### Task item
Copy each line that includes the string "woman" from the material into your answer.

>>>>

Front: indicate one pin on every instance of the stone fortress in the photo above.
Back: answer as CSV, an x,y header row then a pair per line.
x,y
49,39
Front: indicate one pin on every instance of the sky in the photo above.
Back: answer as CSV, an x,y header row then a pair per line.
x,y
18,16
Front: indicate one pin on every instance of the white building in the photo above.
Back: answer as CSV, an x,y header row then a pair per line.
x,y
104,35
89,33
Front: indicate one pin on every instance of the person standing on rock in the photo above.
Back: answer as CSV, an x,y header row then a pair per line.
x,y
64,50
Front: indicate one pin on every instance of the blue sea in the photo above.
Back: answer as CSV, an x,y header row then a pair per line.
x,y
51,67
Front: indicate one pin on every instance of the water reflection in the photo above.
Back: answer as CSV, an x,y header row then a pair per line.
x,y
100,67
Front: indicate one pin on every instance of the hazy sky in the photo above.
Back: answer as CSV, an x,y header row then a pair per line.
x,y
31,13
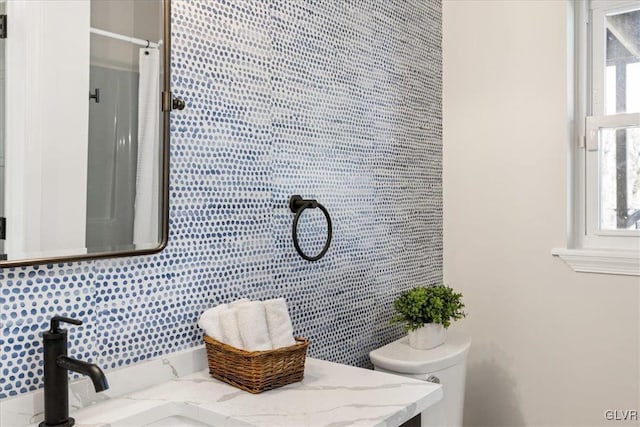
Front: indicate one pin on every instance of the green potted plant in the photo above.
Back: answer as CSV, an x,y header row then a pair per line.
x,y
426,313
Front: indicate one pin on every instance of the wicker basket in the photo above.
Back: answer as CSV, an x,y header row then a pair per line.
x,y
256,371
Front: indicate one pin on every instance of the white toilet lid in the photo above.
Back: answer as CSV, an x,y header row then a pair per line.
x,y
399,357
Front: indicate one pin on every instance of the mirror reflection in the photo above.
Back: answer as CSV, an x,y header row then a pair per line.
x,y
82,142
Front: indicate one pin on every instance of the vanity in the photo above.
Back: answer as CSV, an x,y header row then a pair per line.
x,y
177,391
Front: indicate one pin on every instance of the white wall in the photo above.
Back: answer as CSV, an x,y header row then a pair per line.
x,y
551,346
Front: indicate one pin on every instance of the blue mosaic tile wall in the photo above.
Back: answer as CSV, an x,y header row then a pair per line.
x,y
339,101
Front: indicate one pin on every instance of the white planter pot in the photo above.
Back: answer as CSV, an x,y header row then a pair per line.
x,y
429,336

<<<<
>>>>

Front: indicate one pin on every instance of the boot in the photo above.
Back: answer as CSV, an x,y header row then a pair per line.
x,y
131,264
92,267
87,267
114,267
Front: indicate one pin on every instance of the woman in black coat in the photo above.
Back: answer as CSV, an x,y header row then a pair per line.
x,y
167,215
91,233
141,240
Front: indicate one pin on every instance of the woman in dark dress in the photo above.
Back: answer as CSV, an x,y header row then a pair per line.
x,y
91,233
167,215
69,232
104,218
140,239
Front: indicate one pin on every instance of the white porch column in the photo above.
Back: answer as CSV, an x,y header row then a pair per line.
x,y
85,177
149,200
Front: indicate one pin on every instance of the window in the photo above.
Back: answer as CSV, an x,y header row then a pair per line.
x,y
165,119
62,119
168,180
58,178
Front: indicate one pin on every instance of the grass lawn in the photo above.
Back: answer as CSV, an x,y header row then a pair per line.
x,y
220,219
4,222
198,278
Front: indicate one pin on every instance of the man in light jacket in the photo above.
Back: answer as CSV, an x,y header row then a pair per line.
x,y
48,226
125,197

<<<<

### Result for this task
Front: indicate one pin on every instance of the woman in black coat in the photo above.
Front: indicate one pin on every instance of the woman in dark dress in the photo above.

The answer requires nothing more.